[Start TASK INPUTS]
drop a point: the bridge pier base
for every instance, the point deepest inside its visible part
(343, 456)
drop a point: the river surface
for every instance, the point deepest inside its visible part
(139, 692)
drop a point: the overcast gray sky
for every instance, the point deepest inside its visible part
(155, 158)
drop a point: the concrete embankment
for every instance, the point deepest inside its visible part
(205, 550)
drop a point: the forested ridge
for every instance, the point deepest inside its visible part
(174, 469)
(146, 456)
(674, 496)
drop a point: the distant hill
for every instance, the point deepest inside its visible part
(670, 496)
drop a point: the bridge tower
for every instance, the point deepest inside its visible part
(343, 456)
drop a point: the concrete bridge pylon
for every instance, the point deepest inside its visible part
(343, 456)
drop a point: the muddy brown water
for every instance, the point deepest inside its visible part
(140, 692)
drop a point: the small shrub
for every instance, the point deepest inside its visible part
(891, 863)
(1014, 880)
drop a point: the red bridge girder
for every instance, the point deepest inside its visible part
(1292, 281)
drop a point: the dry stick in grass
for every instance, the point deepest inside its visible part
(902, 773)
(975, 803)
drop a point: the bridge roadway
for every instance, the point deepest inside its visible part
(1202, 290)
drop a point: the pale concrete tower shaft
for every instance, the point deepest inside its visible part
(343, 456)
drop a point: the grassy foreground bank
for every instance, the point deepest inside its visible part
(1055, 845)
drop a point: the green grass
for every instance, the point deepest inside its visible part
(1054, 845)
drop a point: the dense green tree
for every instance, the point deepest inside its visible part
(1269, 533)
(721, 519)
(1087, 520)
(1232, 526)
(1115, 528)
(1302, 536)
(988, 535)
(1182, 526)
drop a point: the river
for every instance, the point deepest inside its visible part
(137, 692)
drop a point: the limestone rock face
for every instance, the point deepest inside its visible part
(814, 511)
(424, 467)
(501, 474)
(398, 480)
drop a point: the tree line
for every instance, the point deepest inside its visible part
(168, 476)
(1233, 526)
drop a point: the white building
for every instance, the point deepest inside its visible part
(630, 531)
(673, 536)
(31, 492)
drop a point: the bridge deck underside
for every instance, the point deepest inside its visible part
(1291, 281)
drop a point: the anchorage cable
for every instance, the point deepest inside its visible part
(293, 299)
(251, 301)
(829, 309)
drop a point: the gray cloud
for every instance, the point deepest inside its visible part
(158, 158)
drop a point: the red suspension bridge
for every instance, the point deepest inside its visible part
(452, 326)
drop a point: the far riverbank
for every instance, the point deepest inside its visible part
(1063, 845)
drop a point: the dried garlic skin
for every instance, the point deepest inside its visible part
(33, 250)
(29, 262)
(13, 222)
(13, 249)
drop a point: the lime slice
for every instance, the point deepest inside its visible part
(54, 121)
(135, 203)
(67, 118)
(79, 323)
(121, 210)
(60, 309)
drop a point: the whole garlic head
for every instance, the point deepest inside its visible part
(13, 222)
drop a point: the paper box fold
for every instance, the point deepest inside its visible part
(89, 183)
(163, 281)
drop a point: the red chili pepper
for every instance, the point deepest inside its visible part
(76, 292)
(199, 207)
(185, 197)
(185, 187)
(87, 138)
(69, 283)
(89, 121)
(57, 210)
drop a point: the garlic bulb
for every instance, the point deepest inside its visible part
[End TASK INPUTS]
## SET TASK
Copy every row above word for word, with each line unchanged.

## RESPONSE TO THIS EXERCISE
drop a point: the bridge pier base
for every instance, the point deepest inside its visible part
(343, 456)
drop a point: the river surface
for every instance, the point deepest inside its visible part
(139, 692)
drop a point: the overcast gray sky
for every instance, the point deepest inside its visible part
(155, 158)
drop a point: the concrete embankment
for every instance, the point deepest inside its visible part
(205, 550)
drop a point: the forested ridge
for every instance, the point deepest inside its visible part
(174, 469)
(146, 456)
(674, 496)
drop a point: the distant hill
for every instance, the point deepest inside its visible part
(670, 496)
drop a point: the bridge tower
for every instance, the point deepest inside its visible part
(343, 456)
drop a point: the concrete bridge pylon
for every instance, the point deepest inside its visible part
(343, 456)
drop a point: the muddy brown water
for every instance, the point deepest inside its visible part
(140, 692)
drop a point: the small shrub
for every instance, the point deepest inside its visible part
(891, 863)
(1014, 880)
drop a point: the red bridge girder
for every instance, the point deepest inside its visible part
(1292, 281)
drop a point: the dry stick in grass
for every instance, the point deepest inside its visible part
(902, 773)
(975, 803)
drop a point: the bridge roadway
for every instance, the point deepest inside its visible part
(1202, 290)
drop a point: the pale concrete tower shaft
for every instance, the point deepest inside its visible part
(343, 456)
drop a point: the grassy foreground bank
for every instance, the point deepest inside its visible part
(1055, 845)
drop a point: the green grass
for every instance, the point deepest inside its visible part
(1054, 845)
drop a point: the dense green tree
for every instance, the point deepest inside its visible part
(1269, 533)
(721, 519)
(1087, 520)
(1232, 526)
(1115, 528)
(1302, 536)
(988, 535)
(1182, 526)
drop a point: the river
for every instance, the point deepest inside its visible part
(137, 692)
drop a point: the limestone rock face
for every instance, the point deepest inside its visible part
(814, 511)
(424, 467)
(501, 474)
(398, 480)
drop a point: the tree line
for every instance, the point deepest inside its visible part
(168, 476)
(1233, 526)
drop a point: the white building
for every instance, the point deepest inside its visible part
(630, 531)
(673, 536)
(31, 492)
drop a point: the bridge deck underside
for every instance, the point deepest inside its visible part
(1291, 281)
drop a point: the anchorage cable
for every instance, the point deepest inside its visible part
(293, 299)
(251, 301)
(829, 309)
drop a point: the gray cloud
for every instance, the point deepest inside its visible part
(158, 158)
drop a point: the red suspension bridge
for every instance, the point deepest inside its visible part
(452, 326)
drop a point: the far riverbank
for every instance, the point deepest inside its visible part
(1063, 845)
drop a point: the dried garlic skin
for every instance, the point deepest inside its visible part
(33, 250)
(29, 262)
(13, 222)
(13, 249)
drop a point: the lime slice
for every instance, the point deepest inside its visible part
(54, 121)
(135, 203)
(67, 118)
(79, 323)
(121, 210)
(60, 309)
drop a point: the whole garlic head
for every instance, the point deepest inside its visible part
(13, 222)
drop a point: the paper box fold
for every instance, the point deepest inside its visible part
(89, 183)
(163, 281)
drop a point: the red chili pepper
for every instance, the point deepest inside its visible part
(76, 292)
(199, 207)
(185, 197)
(185, 187)
(87, 138)
(69, 283)
(89, 121)
(57, 210)
drop a point: the garlic bulb
for every instance, the point deepest inside its visible part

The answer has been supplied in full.